# DIRECTIONS FOR THIS TASK
Could you write out the stretch of records from the line containing "of the white" through the line containing "point(205, 204)", both ends included, with the requests unchanged and every coordinate in the answers scaled by 1.05 and rounded to whole numbers, halves going up? Give only those lines.
+ + +
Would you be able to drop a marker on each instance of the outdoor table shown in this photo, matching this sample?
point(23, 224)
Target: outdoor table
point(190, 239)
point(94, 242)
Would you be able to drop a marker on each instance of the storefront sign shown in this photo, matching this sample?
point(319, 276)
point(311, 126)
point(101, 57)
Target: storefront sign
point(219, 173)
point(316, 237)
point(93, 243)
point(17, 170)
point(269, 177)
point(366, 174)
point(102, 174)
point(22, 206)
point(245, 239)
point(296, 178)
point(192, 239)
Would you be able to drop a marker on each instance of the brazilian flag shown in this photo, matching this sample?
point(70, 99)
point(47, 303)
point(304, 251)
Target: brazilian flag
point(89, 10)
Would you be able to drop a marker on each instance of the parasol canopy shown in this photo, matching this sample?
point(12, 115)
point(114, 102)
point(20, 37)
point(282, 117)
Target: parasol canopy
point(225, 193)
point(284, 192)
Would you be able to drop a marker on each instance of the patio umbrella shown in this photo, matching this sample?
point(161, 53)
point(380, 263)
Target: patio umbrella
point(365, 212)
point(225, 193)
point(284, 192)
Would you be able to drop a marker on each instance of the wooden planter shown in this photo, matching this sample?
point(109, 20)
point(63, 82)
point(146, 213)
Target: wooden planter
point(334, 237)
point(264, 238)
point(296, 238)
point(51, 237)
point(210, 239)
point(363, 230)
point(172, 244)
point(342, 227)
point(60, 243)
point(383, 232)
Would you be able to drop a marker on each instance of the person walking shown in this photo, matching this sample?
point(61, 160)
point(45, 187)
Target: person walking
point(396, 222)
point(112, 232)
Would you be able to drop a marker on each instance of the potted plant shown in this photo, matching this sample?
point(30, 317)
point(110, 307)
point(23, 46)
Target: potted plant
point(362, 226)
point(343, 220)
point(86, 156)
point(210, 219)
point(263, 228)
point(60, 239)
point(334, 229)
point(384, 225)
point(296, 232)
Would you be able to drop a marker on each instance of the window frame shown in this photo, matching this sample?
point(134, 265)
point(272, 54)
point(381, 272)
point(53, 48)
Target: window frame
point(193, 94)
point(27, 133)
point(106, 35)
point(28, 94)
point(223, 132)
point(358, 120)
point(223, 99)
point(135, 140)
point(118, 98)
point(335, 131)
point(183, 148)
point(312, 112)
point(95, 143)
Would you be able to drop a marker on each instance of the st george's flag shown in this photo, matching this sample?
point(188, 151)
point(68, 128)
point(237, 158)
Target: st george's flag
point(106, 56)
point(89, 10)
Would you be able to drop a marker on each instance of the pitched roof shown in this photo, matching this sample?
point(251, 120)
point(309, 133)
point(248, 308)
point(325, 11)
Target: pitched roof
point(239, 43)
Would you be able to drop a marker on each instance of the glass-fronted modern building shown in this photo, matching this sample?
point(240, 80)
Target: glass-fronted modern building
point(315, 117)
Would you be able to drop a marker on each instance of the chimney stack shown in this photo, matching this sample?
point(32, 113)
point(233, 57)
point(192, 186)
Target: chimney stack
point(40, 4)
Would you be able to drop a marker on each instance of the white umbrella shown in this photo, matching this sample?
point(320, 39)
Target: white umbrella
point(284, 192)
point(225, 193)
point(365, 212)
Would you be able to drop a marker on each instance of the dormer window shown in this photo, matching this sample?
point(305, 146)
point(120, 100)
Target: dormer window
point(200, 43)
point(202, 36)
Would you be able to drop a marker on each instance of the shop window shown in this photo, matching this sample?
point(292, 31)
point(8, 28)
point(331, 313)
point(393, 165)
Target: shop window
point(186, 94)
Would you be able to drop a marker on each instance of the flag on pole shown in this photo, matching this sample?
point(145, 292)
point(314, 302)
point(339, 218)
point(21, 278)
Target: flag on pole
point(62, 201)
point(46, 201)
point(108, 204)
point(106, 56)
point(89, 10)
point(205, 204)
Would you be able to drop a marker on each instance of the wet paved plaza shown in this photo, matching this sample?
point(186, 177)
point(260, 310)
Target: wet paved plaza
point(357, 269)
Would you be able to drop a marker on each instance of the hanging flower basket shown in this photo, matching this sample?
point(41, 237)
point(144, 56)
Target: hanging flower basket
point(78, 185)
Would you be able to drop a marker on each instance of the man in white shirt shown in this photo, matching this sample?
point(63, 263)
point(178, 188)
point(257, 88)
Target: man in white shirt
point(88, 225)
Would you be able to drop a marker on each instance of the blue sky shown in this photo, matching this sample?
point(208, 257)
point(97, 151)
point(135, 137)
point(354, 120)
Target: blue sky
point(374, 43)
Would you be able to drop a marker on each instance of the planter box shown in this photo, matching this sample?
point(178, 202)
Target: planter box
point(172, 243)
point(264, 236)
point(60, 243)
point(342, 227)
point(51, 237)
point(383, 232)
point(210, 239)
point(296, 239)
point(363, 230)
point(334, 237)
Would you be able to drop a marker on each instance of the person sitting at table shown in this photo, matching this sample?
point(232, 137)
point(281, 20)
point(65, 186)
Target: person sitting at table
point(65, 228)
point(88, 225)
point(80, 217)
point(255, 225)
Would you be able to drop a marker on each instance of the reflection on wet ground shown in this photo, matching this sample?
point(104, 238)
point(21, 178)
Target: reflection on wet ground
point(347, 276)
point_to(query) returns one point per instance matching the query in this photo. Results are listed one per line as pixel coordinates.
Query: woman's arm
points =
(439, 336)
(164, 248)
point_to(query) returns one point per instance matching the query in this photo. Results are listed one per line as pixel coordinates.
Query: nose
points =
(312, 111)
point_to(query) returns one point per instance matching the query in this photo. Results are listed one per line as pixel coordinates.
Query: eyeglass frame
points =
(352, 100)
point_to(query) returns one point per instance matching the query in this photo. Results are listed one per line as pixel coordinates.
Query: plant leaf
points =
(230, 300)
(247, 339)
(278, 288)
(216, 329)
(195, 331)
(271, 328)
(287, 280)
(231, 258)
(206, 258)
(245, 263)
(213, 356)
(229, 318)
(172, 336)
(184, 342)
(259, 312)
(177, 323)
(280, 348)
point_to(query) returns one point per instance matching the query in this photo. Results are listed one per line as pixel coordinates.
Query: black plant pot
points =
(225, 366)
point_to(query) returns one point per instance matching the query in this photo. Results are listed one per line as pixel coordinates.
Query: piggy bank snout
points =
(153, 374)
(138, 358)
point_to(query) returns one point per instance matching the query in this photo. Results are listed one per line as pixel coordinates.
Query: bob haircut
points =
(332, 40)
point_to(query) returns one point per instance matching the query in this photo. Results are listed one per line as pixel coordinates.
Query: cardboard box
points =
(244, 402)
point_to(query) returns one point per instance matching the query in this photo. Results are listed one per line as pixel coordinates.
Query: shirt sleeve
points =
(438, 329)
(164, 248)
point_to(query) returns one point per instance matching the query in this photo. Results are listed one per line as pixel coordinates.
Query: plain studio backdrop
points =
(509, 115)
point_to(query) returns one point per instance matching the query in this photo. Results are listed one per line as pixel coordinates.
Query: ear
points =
+ + +
# SOLUTION FOR THIS PROBLEM
Would you be able to drop a marker on each instance of the white umbrella shown in this photo, matching this sample?
point(320, 39)
Target: white umbrella
point(298, 202)
point(236, 203)
point(383, 223)
Would you be able to drop a marker on each instance of the dormer window shown in this photo, matching this sample?
point(305, 146)
point(120, 100)
Target: dormer window
point(210, 45)
point(212, 38)
Would you be able to drop a marker on each instance of the shop window shown in this photo, matching this sample?
point(292, 31)
point(8, 28)
point(331, 313)
point(393, 165)
Target: shop window
point(195, 99)
Would you be able to drop a marker on each instance of the flag on pole shown in this photo, matching this sample?
point(145, 292)
point(314, 302)
point(339, 218)
point(21, 278)
Target: flag on pole
point(65, 211)
point(48, 211)
point(113, 214)
point(111, 59)
point(93, 11)
point(215, 214)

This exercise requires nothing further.